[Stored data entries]

--------------------

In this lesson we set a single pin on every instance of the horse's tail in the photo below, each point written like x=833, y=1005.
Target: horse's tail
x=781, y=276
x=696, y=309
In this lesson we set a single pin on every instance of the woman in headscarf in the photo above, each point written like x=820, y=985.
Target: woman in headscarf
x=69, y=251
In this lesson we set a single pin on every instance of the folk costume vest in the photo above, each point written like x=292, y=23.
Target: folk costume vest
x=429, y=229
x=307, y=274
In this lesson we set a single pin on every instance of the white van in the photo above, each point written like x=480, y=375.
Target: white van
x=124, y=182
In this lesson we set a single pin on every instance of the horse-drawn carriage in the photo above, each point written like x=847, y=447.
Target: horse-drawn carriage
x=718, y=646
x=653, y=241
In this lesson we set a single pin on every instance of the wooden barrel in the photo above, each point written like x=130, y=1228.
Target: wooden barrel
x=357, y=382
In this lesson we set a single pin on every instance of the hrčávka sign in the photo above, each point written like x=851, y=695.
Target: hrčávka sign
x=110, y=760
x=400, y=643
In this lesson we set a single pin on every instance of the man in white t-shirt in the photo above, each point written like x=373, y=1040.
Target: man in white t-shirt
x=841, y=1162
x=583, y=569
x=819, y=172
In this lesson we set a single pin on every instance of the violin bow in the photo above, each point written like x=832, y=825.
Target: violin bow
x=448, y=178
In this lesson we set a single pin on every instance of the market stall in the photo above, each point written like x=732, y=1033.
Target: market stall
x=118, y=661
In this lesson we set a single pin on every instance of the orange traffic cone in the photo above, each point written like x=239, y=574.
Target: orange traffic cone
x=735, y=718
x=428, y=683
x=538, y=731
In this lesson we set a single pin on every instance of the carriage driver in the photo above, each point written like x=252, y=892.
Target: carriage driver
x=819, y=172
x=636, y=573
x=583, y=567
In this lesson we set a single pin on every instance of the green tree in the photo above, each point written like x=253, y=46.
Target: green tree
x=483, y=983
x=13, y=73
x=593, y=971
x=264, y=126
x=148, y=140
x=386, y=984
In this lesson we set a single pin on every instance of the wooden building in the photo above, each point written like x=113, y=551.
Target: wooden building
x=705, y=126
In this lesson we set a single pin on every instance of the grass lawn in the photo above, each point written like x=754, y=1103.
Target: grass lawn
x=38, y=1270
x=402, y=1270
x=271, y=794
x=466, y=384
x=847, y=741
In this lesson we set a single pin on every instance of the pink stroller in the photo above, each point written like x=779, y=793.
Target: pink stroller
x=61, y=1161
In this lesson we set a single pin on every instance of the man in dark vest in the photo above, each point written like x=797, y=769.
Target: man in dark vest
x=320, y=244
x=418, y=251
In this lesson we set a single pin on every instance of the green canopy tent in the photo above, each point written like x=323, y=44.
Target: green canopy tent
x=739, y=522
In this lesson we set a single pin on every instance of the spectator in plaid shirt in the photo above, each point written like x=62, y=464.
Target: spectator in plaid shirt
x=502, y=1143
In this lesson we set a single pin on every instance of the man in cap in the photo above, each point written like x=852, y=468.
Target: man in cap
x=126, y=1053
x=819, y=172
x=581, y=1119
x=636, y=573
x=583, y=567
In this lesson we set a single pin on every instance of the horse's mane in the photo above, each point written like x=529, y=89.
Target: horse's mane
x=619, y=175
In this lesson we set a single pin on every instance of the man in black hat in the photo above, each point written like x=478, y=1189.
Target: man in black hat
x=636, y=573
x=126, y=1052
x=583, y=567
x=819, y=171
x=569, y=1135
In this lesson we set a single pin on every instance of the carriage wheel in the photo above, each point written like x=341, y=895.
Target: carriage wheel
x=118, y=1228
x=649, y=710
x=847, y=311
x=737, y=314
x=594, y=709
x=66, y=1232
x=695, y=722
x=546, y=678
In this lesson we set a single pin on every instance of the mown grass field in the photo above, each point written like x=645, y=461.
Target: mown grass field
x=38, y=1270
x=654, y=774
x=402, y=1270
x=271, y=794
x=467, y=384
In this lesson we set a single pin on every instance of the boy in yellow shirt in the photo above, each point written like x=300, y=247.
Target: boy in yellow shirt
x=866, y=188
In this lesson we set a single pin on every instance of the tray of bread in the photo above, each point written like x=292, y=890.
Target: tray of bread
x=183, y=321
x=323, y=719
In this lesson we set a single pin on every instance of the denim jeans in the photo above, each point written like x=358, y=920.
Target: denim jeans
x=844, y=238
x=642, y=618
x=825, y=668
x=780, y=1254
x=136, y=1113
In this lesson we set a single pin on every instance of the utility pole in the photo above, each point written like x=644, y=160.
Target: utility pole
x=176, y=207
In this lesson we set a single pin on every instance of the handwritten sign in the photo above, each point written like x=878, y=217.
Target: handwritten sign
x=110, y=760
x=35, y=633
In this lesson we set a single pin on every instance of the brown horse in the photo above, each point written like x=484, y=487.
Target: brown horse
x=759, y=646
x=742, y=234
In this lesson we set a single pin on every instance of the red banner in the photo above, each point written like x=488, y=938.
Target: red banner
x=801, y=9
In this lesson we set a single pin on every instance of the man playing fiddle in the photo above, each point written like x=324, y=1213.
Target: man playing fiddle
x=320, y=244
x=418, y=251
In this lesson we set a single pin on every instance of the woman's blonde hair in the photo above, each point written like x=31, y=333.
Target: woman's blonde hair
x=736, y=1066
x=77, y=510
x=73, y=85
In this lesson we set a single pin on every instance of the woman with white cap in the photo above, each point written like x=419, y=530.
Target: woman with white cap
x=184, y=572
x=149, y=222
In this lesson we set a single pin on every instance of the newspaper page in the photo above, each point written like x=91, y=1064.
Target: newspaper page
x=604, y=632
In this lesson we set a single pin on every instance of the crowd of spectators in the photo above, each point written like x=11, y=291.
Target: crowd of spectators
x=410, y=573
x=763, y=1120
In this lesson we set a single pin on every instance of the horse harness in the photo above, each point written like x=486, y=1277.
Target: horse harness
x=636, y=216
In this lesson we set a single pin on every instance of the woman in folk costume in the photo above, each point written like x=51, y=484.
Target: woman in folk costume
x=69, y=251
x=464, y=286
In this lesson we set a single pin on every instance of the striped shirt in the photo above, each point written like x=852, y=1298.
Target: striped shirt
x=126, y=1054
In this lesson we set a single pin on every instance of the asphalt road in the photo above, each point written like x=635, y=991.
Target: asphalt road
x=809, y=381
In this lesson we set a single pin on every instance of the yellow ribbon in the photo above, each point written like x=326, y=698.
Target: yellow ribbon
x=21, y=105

--------------------

### Set problem
Convert every line of the records above into a numbered list, leaving out any blank lines.

### Output for this exercise
1. In this lesson we set a single pin on every instance of the horse's tail in the photo below, each point written like x=833, y=1005.
2. Target: horse's tail
3. x=781, y=276
4. x=696, y=309
5. In this lesson we set a single pin on every instance of the woman in headscarf in the photo above, each point written like x=820, y=985.
6. Target: woman in headscarf
7. x=69, y=251
8. In this lesson we set a single pin on every instance of the folk costume vest in the photo above, each point written like x=292, y=23.
9. Target: folk costume vest
10. x=429, y=229
11. x=307, y=274
12. In this lesson we set a single pin on every instance of the white van in the photo above, each point written like x=480, y=375.
13. Target: white van
14. x=124, y=182
15. In this lesson we set a single pin on every instance of the horse-drawn carriage in the photo above, each point written like x=847, y=447.
16. Target: horse-drawn carriage
17. x=718, y=646
18. x=653, y=241
19. In this lesson we set a single pin on every instance of the wooden barrel in the photo above, each point written like x=130, y=1228.
20. Target: wooden barrel
21. x=357, y=382
22. In this lesson we set a single pin on every instance of the hrčávka sign in the photo above, each point written like x=851, y=695.
23. Target: hrčávka sign
24. x=110, y=760
25. x=400, y=643
26. In this lesson we set a single pin on every instance of the man in white t-shirt in the photo above, each point written like x=373, y=1040.
27. Target: man in white t-shirt
28. x=841, y=1162
29. x=583, y=569
30. x=819, y=172
31. In this lesson we set a single pin on every instance of the violin bow in the photo above, each point written like x=832, y=825.
32. Target: violin bow
33. x=448, y=178
34. In this lesson we set a single pin on every instance of the market stall in the photo above, each point written like x=732, y=1033.
35. Target: market stall
36. x=118, y=661
37. In this lesson we set a single pin on every instance of the orange traffic cone in the photo above, each point written like x=239, y=574.
38. Target: orange traffic cone
39. x=735, y=718
40. x=428, y=683
41. x=538, y=731
42. In this lesson we set a single pin on every instance of the carriage driver in the photo above, each point written like x=252, y=892.
43. Target: carriage driver
44. x=819, y=172
45. x=636, y=573
46. x=583, y=567
47. In this lesson we set a single pin on every instance of the green tree in the photo above, each point written like x=253, y=46.
48. Target: green tree
49. x=483, y=983
50. x=13, y=73
51. x=593, y=971
52. x=264, y=126
53. x=148, y=140
54. x=386, y=984
55. In this lesson we set a single pin on every instance of the wooden building in the photo above, each point written like x=113, y=551.
56. Target: wooden building
57. x=705, y=126
58. In this lesson we set a single pin on every instance of the grass lawn in the photo above, each point written like x=754, y=1103.
59. Target: grass lawn
60. x=38, y=1270
61. x=402, y=1270
62. x=271, y=794
63. x=466, y=384
64. x=847, y=741
65. In this lesson we set a single pin on every instance of the pink stroller in the photo above, each point written like x=779, y=793.
66. Target: pink stroller
67. x=61, y=1161
68. In this lesson we set a single pin on every instance of the man in dark vest in the photo above, each point written like x=797, y=769.
69. Target: man in dark vest
70. x=320, y=244
71. x=418, y=251
72. In this lesson we set a single pin on every instance of the green canopy tent in the photo above, each point written like x=323, y=44.
73. Target: green canopy tent
74. x=739, y=522
75. In this lesson we set a single pin on every instance of the spectator in plaid shirt in the photo above, each point written like x=62, y=464.
76. Target: spectator in plaid shirt
77. x=502, y=1143
78. In this lesson we set a single pin on every instance of the man in cap in the photo above, each point written like x=852, y=468.
79. Target: man in cap
80. x=126, y=1053
81. x=819, y=172
82. x=581, y=1119
83. x=636, y=573
84. x=583, y=567
85. In this lesson we set a single pin on every instance of the horse's mane in the photo above, each point written like x=529, y=89.
86. Target: horse's mane
87. x=619, y=175
88. In this lesson we set a single pin on every instance of the man in black hat in the photo above, each point written like x=478, y=1189.
89. Target: man in black hat
90. x=636, y=573
91. x=126, y=1052
92. x=583, y=567
93. x=819, y=171
94. x=569, y=1135
95. In this lesson we set a single pin on every instance of the carriage wheel in the photo above, each point written like x=341, y=895.
96. Target: carriage wheel
97. x=118, y=1228
98. x=649, y=710
99. x=847, y=311
100. x=737, y=314
101. x=594, y=709
102. x=66, y=1232
103. x=695, y=722
104. x=546, y=678
105. In this lesson we set a single pin on every instance of the mown grass field in the photo above, each point written like x=645, y=461.
106. Target: mown grass field
107. x=38, y=1270
108. x=654, y=774
109. x=402, y=1270
110. x=271, y=794
111. x=467, y=384
112. In this lesson we set a single pin on every instance of the boy in yellow shirt in the photo above, each point written like x=300, y=247.
113. Target: boy in yellow shirt
114. x=866, y=188
115. In this lesson we set a single pin on every instance of the tray of bread in the photo above, each point written like x=292, y=890.
116. Target: tray of bread
117. x=183, y=321
118. x=323, y=719
119. In this lesson we set a single pin on every instance of the denim jeans in the photo above, each point written like x=358, y=920.
120. Target: denim jeans
121. x=844, y=238
122. x=642, y=618
123. x=825, y=668
124. x=780, y=1254
125. x=136, y=1113
126. In this lesson we set a single pin on every instance of the utility pole in the photo above, each point written like x=644, y=160.
127. Target: utility pole
128. x=176, y=207
129. In this lesson we set a single pin on every instance of the handwritten sign in the photo above, each point written like x=878, y=217.
130. Target: handwritten sign
131. x=110, y=760
132. x=35, y=633
133. In this lesson we set a single pin on every instance of the brown horse in the photo above, each point written like x=484, y=487.
134. Target: brown horse
135. x=759, y=646
136. x=742, y=234
137. In this lesson we set a single pin on every instance of the red banner in the photo above, each point written like x=488, y=938.
138. Target: red banner
139. x=801, y=9
140. In this lesson we set a single pin on every instance of the man playing fiddle in the photo above, each point written like x=324, y=1213.
141. Target: man playing fiddle
142. x=320, y=244
143. x=418, y=251
144. In this lesson we set a single pin on every instance of the woman's blonde hair in the photo above, each point written like x=31, y=333.
145. Target: woman's blonde hair
146. x=736, y=1066
147. x=77, y=510
148. x=73, y=85
149. In this lesson we set a single pin on every instance of the woman with white cap in the photo above, each point written like x=419, y=530.
150. Target: woman with white cap
151. x=184, y=572
152. x=149, y=222
153. In this lesson we set a single pin on every instance of the newspaper page in the photo above, each point written like x=91, y=1064.
154. Target: newspaper page
155. x=604, y=632
156. In this lesson we set a single pin on every instance of the crowd of spectators in the photo above, each point written like x=11, y=291.
157. Target: crowd of spectators
158. x=410, y=573
159. x=763, y=1120
160. In this lesson we set a single pin on every instance of the horse harness in the photo above, each point written like x=486, y=1277.
161. Target: horse harness
162. x=636, y=216
163. In this lesson we set a single pin on every instance of the woman in folk costume in the photo above, each point written like x=51, y=484.
164. Target: woman in folk costume
165. x=69, y=251
166. x=464, y=286
167. In this lesson we set a single pin on every instance of the striped shirt in the photo above, each point written like x=852, y=1298.
168. Target: striped shirt
169. x=126, y=1054
170. In this lesson we set a single pin on every instance of the asphalt road in the photo above, each point written like x=635, y=991.
171. Target: asphalt road
172. x=809, y=381
173. In this lesson we set a single pin on every instance of the yellow ribbon in the photo above, each point written like x=326, y=698.
174. Target: yellow ribbon
175. x=21, y=105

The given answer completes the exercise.